— BEGIN Supplied records —

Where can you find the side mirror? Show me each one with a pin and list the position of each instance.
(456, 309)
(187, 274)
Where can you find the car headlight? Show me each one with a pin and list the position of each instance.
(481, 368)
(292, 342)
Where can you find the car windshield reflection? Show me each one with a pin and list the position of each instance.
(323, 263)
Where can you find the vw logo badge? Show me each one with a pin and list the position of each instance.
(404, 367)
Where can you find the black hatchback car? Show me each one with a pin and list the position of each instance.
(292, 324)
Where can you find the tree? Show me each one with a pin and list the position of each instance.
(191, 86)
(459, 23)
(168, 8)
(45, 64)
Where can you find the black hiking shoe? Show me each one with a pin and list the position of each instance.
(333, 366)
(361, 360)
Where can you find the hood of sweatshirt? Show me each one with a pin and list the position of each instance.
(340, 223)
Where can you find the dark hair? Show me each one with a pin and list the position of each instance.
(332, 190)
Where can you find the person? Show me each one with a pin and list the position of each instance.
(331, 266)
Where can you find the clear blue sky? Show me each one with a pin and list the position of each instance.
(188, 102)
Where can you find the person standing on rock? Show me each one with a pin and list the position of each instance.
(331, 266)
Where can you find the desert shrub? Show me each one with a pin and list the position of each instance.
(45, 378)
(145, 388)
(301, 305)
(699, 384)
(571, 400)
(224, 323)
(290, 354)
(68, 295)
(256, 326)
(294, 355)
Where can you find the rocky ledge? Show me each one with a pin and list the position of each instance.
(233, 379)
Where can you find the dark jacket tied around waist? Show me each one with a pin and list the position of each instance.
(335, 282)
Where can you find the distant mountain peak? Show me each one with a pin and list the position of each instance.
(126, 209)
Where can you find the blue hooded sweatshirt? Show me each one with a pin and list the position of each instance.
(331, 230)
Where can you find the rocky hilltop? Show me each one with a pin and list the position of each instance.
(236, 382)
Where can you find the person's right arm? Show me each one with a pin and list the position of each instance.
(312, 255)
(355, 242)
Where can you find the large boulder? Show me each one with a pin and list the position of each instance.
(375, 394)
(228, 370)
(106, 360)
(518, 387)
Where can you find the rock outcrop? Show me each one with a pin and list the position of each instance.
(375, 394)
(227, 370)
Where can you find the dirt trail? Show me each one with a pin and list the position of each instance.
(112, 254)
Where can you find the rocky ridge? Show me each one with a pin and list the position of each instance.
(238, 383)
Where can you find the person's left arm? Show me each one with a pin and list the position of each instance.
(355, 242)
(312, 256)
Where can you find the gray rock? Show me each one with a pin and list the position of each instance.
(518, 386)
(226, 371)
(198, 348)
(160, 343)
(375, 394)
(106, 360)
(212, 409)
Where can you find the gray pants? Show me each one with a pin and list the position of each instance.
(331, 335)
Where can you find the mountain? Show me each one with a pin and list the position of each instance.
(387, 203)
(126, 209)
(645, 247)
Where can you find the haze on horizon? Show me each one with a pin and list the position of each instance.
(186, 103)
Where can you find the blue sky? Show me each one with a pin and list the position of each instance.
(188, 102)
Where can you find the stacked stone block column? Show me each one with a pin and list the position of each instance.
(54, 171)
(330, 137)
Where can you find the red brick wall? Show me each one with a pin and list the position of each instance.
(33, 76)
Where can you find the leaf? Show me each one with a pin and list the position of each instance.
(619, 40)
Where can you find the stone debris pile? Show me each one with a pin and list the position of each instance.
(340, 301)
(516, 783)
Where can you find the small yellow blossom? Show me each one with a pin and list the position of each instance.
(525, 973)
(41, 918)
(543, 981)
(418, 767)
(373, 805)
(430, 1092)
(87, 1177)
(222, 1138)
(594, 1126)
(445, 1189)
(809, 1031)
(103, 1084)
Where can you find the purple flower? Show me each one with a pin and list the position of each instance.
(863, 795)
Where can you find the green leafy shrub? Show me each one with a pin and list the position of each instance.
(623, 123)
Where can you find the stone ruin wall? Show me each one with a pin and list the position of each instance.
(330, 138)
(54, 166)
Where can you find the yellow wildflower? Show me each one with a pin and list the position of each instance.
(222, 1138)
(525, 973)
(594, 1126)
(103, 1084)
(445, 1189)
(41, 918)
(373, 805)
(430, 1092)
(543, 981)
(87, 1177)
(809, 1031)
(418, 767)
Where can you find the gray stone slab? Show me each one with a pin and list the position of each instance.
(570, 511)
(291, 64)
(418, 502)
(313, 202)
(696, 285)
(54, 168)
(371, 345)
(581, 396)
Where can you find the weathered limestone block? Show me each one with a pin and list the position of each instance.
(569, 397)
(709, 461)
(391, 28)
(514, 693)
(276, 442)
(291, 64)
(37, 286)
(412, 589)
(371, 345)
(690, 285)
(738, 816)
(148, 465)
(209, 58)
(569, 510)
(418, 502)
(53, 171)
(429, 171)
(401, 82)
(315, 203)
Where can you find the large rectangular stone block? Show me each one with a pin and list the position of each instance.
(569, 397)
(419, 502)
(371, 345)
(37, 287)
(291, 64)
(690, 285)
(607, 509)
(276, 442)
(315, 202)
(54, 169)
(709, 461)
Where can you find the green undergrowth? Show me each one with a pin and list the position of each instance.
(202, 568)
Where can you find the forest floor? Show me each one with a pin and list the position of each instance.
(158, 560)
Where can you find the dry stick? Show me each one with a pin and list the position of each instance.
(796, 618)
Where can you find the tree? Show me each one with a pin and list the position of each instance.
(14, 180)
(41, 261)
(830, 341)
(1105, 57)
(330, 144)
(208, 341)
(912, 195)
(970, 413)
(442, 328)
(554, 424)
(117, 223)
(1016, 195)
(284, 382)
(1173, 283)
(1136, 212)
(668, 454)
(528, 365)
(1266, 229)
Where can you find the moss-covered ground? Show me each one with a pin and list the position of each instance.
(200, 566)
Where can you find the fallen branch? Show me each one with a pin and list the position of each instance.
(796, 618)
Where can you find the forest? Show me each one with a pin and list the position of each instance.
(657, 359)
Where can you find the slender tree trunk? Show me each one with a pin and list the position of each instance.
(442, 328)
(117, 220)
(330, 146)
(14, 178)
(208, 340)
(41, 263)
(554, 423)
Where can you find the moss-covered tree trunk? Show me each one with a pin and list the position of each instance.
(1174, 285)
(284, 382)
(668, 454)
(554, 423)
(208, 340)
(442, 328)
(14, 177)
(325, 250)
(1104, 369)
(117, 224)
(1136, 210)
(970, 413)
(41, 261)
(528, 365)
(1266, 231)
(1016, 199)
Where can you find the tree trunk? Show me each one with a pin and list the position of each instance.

— END Supplied records —

▸ Exercise requirements
Reproduce the lines of the listing from the one containing "Where can you find the forest?" through the end of the listing, substituting "marker" for every "pin" and leaving everything else unchanged. Give only those lines.

▸ Response to the task
Where can you find the forest? Show me each one with a marker and list the position of each instance.
(657, 359)
Where can you find the slender tree trunk? Show me each one with a marker and list the position of each instance.
(442, 328)
(117, 220)
(330, 146)
(14, 178)
(208, 340)
(41, 263)
(554, 423)
Where can you find the moss-covered tree trunk? Show me each one with a marker and list the position of each instance.
(1174, 285)
(284, 382)
(668, 454)
(554, 423)
(208, 340)
(442, 328)
(14, 177)
(325, 250)
(1104, 369)
(117, 224)
(1136, 210)
(970, 413)
(41, 261)
(528, 365)
(1266, 231)
(1016, 199)
Where can you find the tree trunk? Show me each one with a marker and list the position of each instance.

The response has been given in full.